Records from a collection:
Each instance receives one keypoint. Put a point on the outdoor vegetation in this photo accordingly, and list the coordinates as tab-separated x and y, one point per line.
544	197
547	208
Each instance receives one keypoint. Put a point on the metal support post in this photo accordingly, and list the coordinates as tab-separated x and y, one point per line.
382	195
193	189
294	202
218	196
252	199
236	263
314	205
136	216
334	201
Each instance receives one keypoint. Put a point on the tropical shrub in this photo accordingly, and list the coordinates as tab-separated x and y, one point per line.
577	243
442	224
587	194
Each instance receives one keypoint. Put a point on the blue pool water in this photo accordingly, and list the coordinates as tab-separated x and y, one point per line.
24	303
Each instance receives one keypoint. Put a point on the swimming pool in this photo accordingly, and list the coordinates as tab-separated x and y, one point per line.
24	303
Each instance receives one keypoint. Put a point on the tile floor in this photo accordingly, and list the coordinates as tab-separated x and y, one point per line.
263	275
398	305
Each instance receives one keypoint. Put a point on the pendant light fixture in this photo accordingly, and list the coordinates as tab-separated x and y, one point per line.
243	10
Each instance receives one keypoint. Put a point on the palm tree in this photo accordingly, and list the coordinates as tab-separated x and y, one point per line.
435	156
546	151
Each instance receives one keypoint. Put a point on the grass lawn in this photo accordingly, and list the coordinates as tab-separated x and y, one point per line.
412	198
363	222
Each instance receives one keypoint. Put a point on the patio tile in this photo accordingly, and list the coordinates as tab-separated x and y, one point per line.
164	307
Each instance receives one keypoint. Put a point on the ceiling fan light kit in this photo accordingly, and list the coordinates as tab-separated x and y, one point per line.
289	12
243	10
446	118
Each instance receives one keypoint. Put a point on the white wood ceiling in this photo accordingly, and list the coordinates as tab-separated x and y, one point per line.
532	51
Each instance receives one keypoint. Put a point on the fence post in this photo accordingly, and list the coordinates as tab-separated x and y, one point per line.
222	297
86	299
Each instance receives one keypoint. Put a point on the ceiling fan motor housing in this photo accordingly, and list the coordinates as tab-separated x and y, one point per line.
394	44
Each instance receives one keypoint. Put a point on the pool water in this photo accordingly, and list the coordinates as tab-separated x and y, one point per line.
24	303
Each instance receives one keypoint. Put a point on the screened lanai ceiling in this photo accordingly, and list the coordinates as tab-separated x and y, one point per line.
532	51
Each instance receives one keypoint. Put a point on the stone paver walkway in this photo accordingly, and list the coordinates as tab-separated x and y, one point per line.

Problem to solve | Can you recast the data as a numbered list, starting with the line that contains "Each instance receives one keypoint. Put a point on the white" and going on through the end of the data, with blank lines omitted?

Response to the task |
1. Each instance receives one keypoint. Put a point on the white wood ceiling in this photo accordingly, and list the coordinates as tab-separated x and y, one point per line.
2. 532	51
3. Each instance receives one keypoint. Put a point on the fence post in this photo accordingly, and list the coordinates as tab-separated x and y, one point per line.
4. 222	297
5. 86	299
6. Each instance receives one keypoint. Put a point on the ceiling fan motor housing in this photo accordingly, and list the coordinates as tab-separated x and y, one point per line.
7. 394	44
8. Each instance receives one keypoint. Put a point on the pool water in this photo accordingly, and list the coordinates as tab-separated x and y, one point per line.
9. 24	303
10. Each instance receives one keypoint. Put a point on the screened lanai ceiling in this photo accordingly, and list the coordinates as tab-separated x and y, one point per line.
11. 532	51
12. Each instance receives one keypoint. Put a point on the stone paver walkway in this photo accordingly, and list the coordinates as tab-separated x and y, one point per line.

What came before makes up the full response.